» **Extract to read**
** BEGIN **

As expected, we all loved this dish - and what's not to love?  It's comforting, cheesy, spicy, reasonably healthy, and reminiscent of my all-time favorite meal!



Chicken Enchilada Quinoa Bake

I already had chicken, enchilada sauce, and quinoa prepped, so this came together quite quickly.  Even if you are making everything at once, it can all be done pretty easily as well - as the chicken cooks, make the enchilada sauce and cook the quinoa, then it's just assemble and bake.  As a matter of fact, this would make a great make-ahead meal, so you could prep and assemble the night before or morning of, then just throw it in the oven when you get home.

1 cup uncooked quinoa, rinsed

2 cups water

1 Tbs oil

1 medium onion, diced

1 jalapeño, seeds and ribs removed, and diced

1 can black beans, drained and rinsed

1 cup corn kernels (fresh or frozen)

1 (15-oz) can fire-roasted diced tomatoes

2 cups cooked and shredded chicken

1 tsp cumin

1 Tbs chile powder

3/4 tsp salt

1 cup enchilada sauce (recipe follows)

2/3 cup cheddar cheese

2/3 cup Monterey Jack cheese

sliced scallions and minced cilantro, for garnish

Preheat the oven to 350 degrees.  Lightly grease a medium baking dish.

Combine the quinoa and water in a medium saucepan and bring to a boil.  Cover, reduce heat, and simmer until most of the water is absorbed and the quinoa is cooked through, about 15 minutes.  Remove from heat and set aside.

In a medium saute pan, heat the oil over medium heat.  Add the onion and jalapeño, and sauté until softened, about 5-6 minutes.  Remove from heat and set aside.

In a large mixing bowl, combine the quinoa, black beans, corn, tomatoes, chicken, cumin, chile powder, salt, enchilada sauce, and 1/ 3 cup of each cheese.  Season with additional sat and pepper to  taste.  Mix well and pour into the prepared baking dish.  Sprinkle with the remaining cheese, and cover the dish with aluminum foil.

Bake 15-20 minutes, then remove foil.  Bake an additional 10-15 minutes, or until the cheese is melted and browning.  Rremove from the oven and allow to cool 10 minutes.  Sprinkle with chopped scallions and cilantro, and serve.

Red Enchilada Sauce

The America's Test Kitchen Healthy Family Cookbook

Note: This will make more than you need for this recipe, so I'd suggest just freezing the leftovers. You never know when you'll have an enchilada sauce emergency!

1 tsp canola oil

1 onion, minced

3 garlic cloves, minced

3 Tbs chile powder

2 tsp ground cumin

2 tsp sugar

1 (15-oz) can tomato sauce

1/2 cup water

salt and pepper

Heat the oil in a medium saucepan over medium-high heat.  Add the onion and cook until softened, 5 minutes.  Stir in the garlic, chile powder, cumin, and sugar, and cook, stirring constantly until fragrant, about 30 seconds.  Stir in the tomato sauce and water, and bring to a simmer.  Cook until slightly thickened, about 5 minutes.  Season with salt and pepper to taste.

** END **

Records taken from a collection:
** BEGIN **

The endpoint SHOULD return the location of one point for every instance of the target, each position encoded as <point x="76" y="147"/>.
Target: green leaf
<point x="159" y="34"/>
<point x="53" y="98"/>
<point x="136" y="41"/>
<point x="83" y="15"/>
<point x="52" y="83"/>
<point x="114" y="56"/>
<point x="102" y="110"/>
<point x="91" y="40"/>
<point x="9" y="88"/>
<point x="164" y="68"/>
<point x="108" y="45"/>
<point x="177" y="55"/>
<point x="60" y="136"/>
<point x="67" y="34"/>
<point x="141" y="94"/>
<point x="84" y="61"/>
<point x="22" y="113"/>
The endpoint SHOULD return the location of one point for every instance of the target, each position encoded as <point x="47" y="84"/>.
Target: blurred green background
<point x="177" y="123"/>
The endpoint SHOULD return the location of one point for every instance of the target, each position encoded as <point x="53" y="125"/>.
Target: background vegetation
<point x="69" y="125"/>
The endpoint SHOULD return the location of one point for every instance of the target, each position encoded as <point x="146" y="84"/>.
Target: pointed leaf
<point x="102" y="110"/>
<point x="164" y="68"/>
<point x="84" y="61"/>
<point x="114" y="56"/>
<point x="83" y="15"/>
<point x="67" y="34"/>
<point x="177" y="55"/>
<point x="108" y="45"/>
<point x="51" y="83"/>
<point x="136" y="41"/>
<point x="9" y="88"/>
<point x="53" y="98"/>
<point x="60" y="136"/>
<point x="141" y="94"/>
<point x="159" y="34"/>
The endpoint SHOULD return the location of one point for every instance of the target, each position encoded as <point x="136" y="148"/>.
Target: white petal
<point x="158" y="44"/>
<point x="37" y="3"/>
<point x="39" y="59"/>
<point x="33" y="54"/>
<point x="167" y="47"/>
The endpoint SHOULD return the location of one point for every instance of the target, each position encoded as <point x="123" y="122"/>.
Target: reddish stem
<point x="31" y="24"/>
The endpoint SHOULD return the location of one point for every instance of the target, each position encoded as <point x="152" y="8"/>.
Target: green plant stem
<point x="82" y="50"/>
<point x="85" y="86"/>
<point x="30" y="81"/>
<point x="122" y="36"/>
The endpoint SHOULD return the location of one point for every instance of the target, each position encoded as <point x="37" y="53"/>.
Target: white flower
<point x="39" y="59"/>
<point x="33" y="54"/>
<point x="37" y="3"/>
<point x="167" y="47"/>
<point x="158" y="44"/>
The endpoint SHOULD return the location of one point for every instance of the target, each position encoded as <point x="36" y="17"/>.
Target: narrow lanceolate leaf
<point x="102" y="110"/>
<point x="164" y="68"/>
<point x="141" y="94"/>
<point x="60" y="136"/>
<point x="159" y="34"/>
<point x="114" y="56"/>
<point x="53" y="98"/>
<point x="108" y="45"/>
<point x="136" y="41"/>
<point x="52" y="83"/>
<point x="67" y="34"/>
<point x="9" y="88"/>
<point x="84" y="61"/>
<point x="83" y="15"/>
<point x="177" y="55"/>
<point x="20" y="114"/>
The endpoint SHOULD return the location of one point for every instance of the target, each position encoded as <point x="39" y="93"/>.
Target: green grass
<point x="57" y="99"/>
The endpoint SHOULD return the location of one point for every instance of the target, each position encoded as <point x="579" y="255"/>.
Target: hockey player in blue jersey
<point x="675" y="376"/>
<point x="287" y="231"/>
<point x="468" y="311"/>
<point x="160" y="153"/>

** END **

» **Objectives**
1. In the quinoa bake recipe, copy everything from "Combine the quinoa and" down to "15 minutes.  Remove from heat and set aside.", switching "saucepan" to "pot".
2. According to the quinoa bake recipe, how long should the dish cool after it comes out of the oven?

» **Expected responses**
1.
Combine the quinoa and water in a medium pot and bring to a boil.  Cover, reduce heat, and simmer until most of the water is absorbed and the quinoa is cooked through, about 15 minutes.  Remove from heat and set aside.

2. 10 minutes.